→ **Your task**
Only the lines from the one with "TARGET = man sorting books" to the end of the data below should be given again, exactly as written.

→ **Available records**
• • • • • • •

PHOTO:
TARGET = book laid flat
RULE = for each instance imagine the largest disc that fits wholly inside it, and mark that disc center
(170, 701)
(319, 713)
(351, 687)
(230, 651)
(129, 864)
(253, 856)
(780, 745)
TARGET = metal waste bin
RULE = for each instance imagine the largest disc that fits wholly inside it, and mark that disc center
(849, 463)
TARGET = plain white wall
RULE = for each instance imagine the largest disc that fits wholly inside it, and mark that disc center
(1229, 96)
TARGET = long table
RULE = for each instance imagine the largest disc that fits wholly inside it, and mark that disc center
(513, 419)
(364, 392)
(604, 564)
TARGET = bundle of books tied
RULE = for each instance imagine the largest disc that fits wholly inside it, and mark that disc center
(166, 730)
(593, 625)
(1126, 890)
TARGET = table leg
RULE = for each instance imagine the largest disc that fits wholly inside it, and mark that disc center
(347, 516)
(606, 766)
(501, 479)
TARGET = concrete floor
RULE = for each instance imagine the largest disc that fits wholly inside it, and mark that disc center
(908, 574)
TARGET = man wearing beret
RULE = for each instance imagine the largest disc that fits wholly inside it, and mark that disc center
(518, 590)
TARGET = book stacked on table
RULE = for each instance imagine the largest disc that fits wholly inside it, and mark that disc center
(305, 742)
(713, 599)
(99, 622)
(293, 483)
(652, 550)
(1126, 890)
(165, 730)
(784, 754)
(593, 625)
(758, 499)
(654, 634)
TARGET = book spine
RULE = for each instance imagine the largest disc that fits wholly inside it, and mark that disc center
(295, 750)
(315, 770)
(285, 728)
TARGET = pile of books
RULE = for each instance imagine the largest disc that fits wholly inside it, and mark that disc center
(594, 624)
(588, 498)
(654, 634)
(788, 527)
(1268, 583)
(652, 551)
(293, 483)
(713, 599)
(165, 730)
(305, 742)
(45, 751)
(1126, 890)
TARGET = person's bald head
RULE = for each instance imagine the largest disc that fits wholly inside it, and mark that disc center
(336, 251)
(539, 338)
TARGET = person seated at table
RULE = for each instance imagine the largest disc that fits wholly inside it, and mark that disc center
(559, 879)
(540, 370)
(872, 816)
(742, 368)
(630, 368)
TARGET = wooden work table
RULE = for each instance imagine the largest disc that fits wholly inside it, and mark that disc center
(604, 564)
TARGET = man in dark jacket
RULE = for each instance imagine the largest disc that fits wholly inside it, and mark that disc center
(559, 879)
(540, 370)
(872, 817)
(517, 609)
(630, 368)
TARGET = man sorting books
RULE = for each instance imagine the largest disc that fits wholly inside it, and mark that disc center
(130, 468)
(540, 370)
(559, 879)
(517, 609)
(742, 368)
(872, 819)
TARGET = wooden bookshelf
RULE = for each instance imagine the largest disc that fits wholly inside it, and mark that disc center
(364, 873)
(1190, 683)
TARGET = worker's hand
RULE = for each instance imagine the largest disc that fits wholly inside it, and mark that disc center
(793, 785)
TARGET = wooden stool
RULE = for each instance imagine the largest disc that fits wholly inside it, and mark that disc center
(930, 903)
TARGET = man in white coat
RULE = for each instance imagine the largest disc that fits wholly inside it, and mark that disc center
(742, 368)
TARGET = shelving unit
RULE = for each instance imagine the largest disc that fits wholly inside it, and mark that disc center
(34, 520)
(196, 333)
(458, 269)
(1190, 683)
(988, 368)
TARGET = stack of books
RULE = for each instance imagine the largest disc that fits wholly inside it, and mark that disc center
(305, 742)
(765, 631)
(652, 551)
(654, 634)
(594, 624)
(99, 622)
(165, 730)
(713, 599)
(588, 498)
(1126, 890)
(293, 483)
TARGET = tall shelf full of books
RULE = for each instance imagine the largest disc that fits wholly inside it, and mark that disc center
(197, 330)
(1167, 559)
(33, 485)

• • • • • • •

→ **Result of this task**
TARGET = man sorting books
RULE = for each instance imagine the largest disc that fits wholly inside it, and mark that disc center
(130, 468)
(540, 370)
(559, 879)
(517, 609)
(742, 368)
(872, 819)
TARGET = wooden bookshelf
RULE = for each instance imagine the largest disc that fits wholly inside it, and mark that disc center
(364, 873)
(1190, 683)
TARGET = worker's hand
RULE = for each instance imagine the largest disc that fits wholly inside it, and mark that disc center
(793, 785)
TARGET = wooden stool
RULE = for each instance imagine the largest disc that fits wholly inside it, and mark that disc center
(930, 903)
TARGET = man in white coat
RULE = for each instance imagine the largest disc that fits wholly inside it, and mark that disc center
(742, 368)
TARGET = shelving unit
RULE = for each instance imagine the largest disc that fits wholly inside it, and mark that disc center
(34, 520)
(196, 333)
(458, 269)
(1190, 683)
(988, 368)
TARGET = stack of books
RULE = for each instance imagine the largest disc that fits wholly inside it, and mark that disc center
(305, 742)
(765, 631)
(652, 551)
(654, 634)
(594, 624)
(99, 622)
(165, 730)
(713, 599)
(588, 498)
(1126, 890)
(293, 483)
TARGET = tall shelf full of books
RULE = for each instance imagine the largest disc that fits wholly inside it, and mark that disc center
(197, 330)
(1167, 559)
(33, 485)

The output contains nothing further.